*SELECTED PASSAGE*

Fight Over Postal Service Board Heats Up as Labor/Consumer Advocates/Minority Coalition Opposes Payday Lender Lobbyist, Privatization Backers

The US Postal Service’s Board of Governors which has had a strong tendency to rubber-stamp management’s plans, has been operating without a quorum. Board member terms are staggered and Obama served up a slate of nominees in March. I’ve attached a letter at the end of this post from The Leadership Conference to Senate Majority Leader Mitch McConnell and Senate Minority Leader Harry Reid urging them to reject Obama’s set of five nominees in their entirety. In other words, they are telling Obama to start from scratch.

The letter singles out two particularly troubling candidates. One is Mickey Bennett, who has been a lobbyist for the payday lending industry. One proposal to fix the Postal Sevice’s trumped-up budget problems would be to offer low-cost financial services at bank branches. Needless to say, that’s the last thing the predatory payday lending industry would like to see. Separately, anyone who has worked in or served as a lobbyist for industries know to engage in widespread abuses, like payday lending and debt collection, should be deemed to be unfit for government service of any sort unless they’ve become whistleblowers.

Another nominee, James Miller, has advocated privatizing the Postal Service since his time at the Office of Management and Budget, back in the 1980s. He remains fixated on this idea, despite ample evidence that privatization leads to higher costs and worse service. Of course, I’m charitably assuming that Miller is actually interested in producing better results for the public, as opposed to a big looting opportunity for corporate interests.

Note that we were onto this issue early, and cross-posted an article from Angry Bear on the board nominees by former postmaster Mark Jamison on the heels of the nomination. I suggest you read the piece in full; it flags the considerable problems with Postal Service oversight and the Obama nominees. From his post:

The current version of the BOG has operated without a quorum for several months…In the best of times the BOG is reliant upon — if not captured by — senior postal management. At the moment that is doubly true.

The BOG has no independent staff or advisors, only a secretary who is a postal employee. The BOG has no independent legal counsel, which certainly became an issue during both theKessler and Bernstock affairs when the advice and conduct of USPS General Counsel Mary Anne Gibbons was called into question.

Considering that the BOG is a government entity, it is strangely reticent, secretive, and isolated. The Board does not request or commission independent studies. It does not typically meet with mailers, labor organizations, or stakeholders. It does not issue policy statements (aside from Postal Service publications). It does not publicly discuss its responsibilities to universal service or articulate its vision for the national post. Minutes of the BOG’s meetings indicate that occasionally members dissent on votes, but individuals are not identified, and the press releases from the Postal Service merely indicate that a majority of the Board has voted for something, like a rate increase…

President Obama’s latest nominations to the BOG will do little to improve things. They represent a betrayal of infrastructure, they insult workers, and they ignore the millions of Americans who rely on the postal network….

On the whole President Obama’s nominations are at best disappointing and, as in the case of Mr. Miller, an insult to postal customers and postal workers. The law requires that appointees be equally divided between the political parties so the nomination of a political empty suit like Barnett may be a fact of life. Surely, however, the President could have found someone who is less of a dyed-in-the-wool Reaganite and ideologue than Mr. Miller.

Part of a data file
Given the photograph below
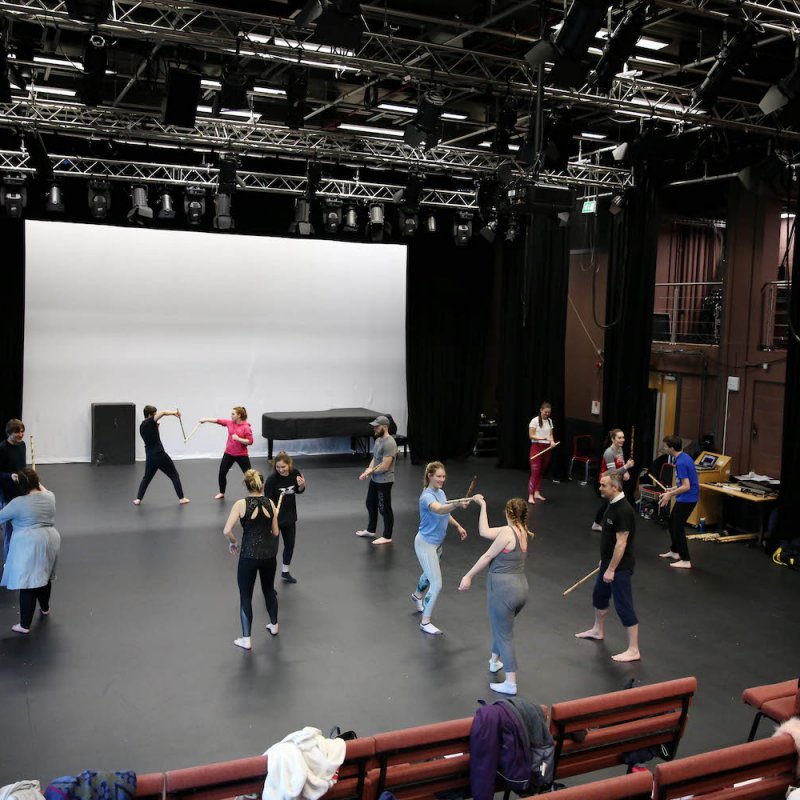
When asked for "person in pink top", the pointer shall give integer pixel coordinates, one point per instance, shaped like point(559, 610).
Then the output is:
point(240, 437)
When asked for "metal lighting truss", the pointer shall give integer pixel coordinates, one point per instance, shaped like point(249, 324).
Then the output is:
point(278, 40)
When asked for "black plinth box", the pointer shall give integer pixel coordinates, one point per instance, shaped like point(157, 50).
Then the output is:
point(113, 433)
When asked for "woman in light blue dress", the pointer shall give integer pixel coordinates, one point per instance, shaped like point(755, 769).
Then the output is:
point(33, 554)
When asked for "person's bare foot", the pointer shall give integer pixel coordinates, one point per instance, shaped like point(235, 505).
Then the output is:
point(628, 655)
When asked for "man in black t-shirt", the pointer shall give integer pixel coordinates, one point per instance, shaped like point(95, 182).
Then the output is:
point(155, 458)
point(616, 568)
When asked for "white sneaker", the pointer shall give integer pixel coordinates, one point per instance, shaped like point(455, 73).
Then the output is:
point(430, 628)
point(506, 687)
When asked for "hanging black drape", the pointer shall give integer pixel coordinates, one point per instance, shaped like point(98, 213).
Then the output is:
point(629, 315)
point(534, 323)
point(448, 300)
point(12, 318)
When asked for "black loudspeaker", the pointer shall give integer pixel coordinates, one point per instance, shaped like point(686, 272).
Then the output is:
point(113, 433)
point(183, 95)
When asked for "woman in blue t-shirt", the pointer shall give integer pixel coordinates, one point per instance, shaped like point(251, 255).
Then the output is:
point(434, 516)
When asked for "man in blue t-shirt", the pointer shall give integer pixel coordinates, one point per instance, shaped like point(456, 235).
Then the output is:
point(686, 493)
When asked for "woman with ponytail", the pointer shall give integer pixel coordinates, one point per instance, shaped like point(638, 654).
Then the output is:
point(506, 584)
point(257, 553)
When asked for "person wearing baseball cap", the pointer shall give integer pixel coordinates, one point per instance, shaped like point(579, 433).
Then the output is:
point(381, 479)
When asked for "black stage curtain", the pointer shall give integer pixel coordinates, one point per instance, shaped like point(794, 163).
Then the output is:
point(12, 318)
point(448, 300)
point(629, 314)
point(533, 329)
point(789, 504)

*EXERCISE REQUIREMENTS*
**A)** Answer these questions from the article on the Postal Service board:
(i) To whom is the letter from The Leadership Conference addressed?
(ii) Since what period has James Miller advocated privatizing the Postal Service?
(iii) Apart from a secretary who is a postal employee, what staff or advisors does the BOG have?
**B)** Rescale the part of the entries that opens with the line containing "like point(794, 163)." and runs through the end of the entries, both ends included. Reproduce only those lines, with every coordinate in the outputs multiplied by 1.4 and rounded to whole numbers, halves up. Leave the requests and their format samples unchanged.

*EXPECTED ANSWERS*
**A)**
(i) Senate Majority Leader Mitch McConnell and Senate Minority Leader Harry Reid.
(ii) Since his time at the Office of Management and Budget, back in the 1980s.
(iii) None. The BOG has no independent staff or advisors, only that secretary.

**B)**
When asked for "black stage curtain", the pointer shall give integer pixel coordinates, one point per instance, shaped like point(794, 163).
Then the output is:
point(17, 445)
point(627, 420)
point(881, 440)
point(746, 461)
point(1105, 706)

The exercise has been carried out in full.